::: DATA FOR THE TASK :::

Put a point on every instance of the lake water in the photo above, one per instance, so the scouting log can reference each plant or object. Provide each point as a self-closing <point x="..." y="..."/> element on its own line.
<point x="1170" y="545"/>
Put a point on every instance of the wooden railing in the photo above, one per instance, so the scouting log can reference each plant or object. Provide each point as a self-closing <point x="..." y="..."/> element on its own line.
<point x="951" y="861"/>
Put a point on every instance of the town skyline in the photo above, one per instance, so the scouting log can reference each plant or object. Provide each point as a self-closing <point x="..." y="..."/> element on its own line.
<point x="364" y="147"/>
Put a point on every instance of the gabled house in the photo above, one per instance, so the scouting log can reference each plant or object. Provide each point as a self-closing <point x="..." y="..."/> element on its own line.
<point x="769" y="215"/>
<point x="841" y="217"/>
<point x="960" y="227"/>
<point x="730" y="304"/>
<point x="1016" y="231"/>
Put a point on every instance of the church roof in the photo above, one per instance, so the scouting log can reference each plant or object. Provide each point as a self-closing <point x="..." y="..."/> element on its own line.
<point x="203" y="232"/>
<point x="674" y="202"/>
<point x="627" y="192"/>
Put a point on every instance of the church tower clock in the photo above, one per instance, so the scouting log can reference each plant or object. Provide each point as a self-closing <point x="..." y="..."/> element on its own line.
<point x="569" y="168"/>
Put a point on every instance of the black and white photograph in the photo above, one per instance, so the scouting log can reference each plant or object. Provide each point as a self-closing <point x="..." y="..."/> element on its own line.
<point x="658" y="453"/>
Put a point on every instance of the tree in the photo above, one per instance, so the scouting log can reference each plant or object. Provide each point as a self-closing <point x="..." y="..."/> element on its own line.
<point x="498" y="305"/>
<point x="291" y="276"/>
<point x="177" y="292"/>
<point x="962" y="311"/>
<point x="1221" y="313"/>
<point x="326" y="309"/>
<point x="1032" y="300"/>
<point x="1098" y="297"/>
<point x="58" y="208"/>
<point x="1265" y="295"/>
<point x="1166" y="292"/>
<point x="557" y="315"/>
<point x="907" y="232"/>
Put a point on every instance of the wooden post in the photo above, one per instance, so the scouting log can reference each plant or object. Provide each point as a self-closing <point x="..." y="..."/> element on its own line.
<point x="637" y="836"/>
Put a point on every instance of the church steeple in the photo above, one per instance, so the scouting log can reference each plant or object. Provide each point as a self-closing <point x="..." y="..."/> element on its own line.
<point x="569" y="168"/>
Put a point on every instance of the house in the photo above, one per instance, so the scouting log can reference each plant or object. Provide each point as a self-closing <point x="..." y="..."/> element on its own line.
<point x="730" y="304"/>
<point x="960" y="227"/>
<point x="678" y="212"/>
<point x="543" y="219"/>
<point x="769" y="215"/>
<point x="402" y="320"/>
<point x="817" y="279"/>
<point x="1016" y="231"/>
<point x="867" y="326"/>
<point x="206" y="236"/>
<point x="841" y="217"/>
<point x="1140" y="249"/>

:::

STATED PROBLEM:
Update the lines from the one containing "Put a point on every instance of the house" through the final line, replacing "scouting log" with "inventory record" and leaving everything else unchanged. Give only those lines.

SOLUTION TO THIS TASK:
Put a point on every instance of the house in the photo above, one per instance, so the inventory record can reference each plant or object. Provide each point as a self-closing <point x="..." y="..."/> element on its own line.
<point x="730" y="304"/>
<point x="960" y="227"/>
<point x="678" y="212"/>
<point x="543" y="219"/>
<point x="769" y="215"/>
<point x="402" y="320"/>
<point x="817" y="279"/>
<point x="1016" y="231"/>
<point x="867" y="326"/>
<point x="206" y="236"/>
<point x="841" y="217"/>
<point x="1140" y="249"/>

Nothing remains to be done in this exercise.